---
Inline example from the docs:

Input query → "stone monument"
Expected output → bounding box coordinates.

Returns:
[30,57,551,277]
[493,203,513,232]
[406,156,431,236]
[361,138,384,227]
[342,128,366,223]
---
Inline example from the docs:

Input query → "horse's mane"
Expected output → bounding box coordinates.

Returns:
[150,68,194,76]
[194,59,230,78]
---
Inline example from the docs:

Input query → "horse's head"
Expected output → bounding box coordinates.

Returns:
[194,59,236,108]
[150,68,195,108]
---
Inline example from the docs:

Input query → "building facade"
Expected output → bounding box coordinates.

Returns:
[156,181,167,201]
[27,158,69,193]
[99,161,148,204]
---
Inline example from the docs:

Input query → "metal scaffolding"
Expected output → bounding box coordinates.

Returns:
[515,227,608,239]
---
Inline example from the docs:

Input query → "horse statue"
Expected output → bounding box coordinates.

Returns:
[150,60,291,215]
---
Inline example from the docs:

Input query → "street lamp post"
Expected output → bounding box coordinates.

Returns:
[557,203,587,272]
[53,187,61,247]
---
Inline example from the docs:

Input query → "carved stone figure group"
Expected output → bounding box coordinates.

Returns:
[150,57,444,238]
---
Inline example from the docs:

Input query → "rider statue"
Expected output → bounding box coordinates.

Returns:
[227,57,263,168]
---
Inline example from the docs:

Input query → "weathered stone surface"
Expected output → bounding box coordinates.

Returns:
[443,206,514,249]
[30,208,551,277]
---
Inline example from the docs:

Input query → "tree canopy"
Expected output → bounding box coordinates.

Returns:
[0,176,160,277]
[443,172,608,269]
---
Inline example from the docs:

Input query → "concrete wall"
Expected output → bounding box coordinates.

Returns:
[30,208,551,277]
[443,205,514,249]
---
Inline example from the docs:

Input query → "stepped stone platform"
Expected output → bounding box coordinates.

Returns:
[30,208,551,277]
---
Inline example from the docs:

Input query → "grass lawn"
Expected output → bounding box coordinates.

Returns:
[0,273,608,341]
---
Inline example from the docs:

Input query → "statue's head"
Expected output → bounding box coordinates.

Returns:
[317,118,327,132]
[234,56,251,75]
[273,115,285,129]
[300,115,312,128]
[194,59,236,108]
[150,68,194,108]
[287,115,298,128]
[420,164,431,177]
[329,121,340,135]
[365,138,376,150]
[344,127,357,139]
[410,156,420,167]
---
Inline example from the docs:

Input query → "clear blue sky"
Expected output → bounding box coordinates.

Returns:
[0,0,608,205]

____

Rewrite everything from the start of the records down to the line containing "[150,57,444,238]", keeping every line, and add 117 to each bounding box coordinate in the answers.

---
Inline example from the docs:

Input query → "stone monument"
Expected output → bounding box coordinates.

Returns:
[147,174,668,394]
[610,320,630,349]
[523,273,548,353]
[478,255,501,344]
[459,245,483,340]
---
Inline example from the docs:

Input query → "horse's mane"
Expected output → bounding box coordinates.

Returns:
[267,185,311,193]
[311,176,347,195]
---
Inline example from the docs:

Input query → "horse's head"
Expected output → bounding box coordinates.

Returns:
[311,176,353,225]
[267,185,312,225]
---
Inline example from the docs:

Input query → "building facade"
Expected output → bounding box coordinates.

Returns:
[273,298,284,318]
[144,275,186,310]
[216,278,265,321]
---
Inline example from the docs:

Input query → "metal scaffolding"
Expected output → bounding box coordinates.

Returns:
[632,344,725,356]
---
Inline example from the docs:

Input query → "horse statue"
Expected output → bounding box coordinates.

Returns:
[267,177,408,332]
---
Inline example from the docs:

Input query → "street lamp post"
Expected output → bounding box coordinates.

Returns:
[674,320,704,389]
[170,304,178,364]
---
Inline example from the docs:

Input query → "carved stone figure group"
Expected output → bounding box coordinates.

Returns:
[267,174,561,355]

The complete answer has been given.